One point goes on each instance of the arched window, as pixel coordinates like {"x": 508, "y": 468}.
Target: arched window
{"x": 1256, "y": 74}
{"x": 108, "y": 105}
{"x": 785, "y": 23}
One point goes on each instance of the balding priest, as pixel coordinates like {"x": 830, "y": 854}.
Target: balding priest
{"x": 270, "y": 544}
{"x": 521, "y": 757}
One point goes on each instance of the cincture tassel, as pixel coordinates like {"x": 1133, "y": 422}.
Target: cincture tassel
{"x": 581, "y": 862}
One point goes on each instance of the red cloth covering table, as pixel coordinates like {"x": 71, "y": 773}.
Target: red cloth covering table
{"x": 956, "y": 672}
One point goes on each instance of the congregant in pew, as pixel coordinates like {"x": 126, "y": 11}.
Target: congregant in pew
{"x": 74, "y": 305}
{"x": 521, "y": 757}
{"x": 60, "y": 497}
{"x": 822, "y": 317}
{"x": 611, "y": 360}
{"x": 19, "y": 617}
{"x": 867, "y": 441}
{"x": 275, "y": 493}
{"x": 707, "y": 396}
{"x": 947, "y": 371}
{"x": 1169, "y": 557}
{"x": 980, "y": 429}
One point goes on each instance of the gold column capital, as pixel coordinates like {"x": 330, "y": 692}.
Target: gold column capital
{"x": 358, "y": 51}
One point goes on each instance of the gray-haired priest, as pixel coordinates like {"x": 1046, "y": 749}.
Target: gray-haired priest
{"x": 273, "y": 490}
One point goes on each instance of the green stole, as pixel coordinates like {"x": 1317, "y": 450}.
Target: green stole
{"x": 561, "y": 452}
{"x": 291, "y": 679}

********

Repeat only what runs from the line holding "One point goes on each instance of the congregant" to the end of the data, keeping every line exactly as written, first and last included.

One point goes on each instance of the congregant in pew, as pixel coordinates like {"x": 126, "y": 11}.
Target: congregant in pew
{"x": 74, "y": 305}
{"x": 521, "y": 757}
{"x": 60, "y": 497}
{"x": 822, "y": 317}
{"x": 611, "y": 360}
{"x": 19, "y": 617}
{"x": 867, "y": 441}
{"x": 275, "y": 493}
{"x": 707, "y": 396}
{"x": 947, "y": 371}
{"x": 1169, "y": 557}
{"x": 980, "y": 429}
One point goes on each instance of the gold column capital, as pixel coordinates like {"x": 330, "y": 692}.
Target: gold column capital
{"x": 358, "y": 51}
One point goes on each instance of the gray-haired priest, as pixel coordinates like {"x": 1046, "y": 749}.
Target: gray-haired priest
{"x": 273, "y": 490}
One point goes on each instance of the green stole, as pixel coordinates like {"x": 1317, "y": 450}.
Target: green stole
{"x": 561, "y": 452}
{"x": 291, "y": 679}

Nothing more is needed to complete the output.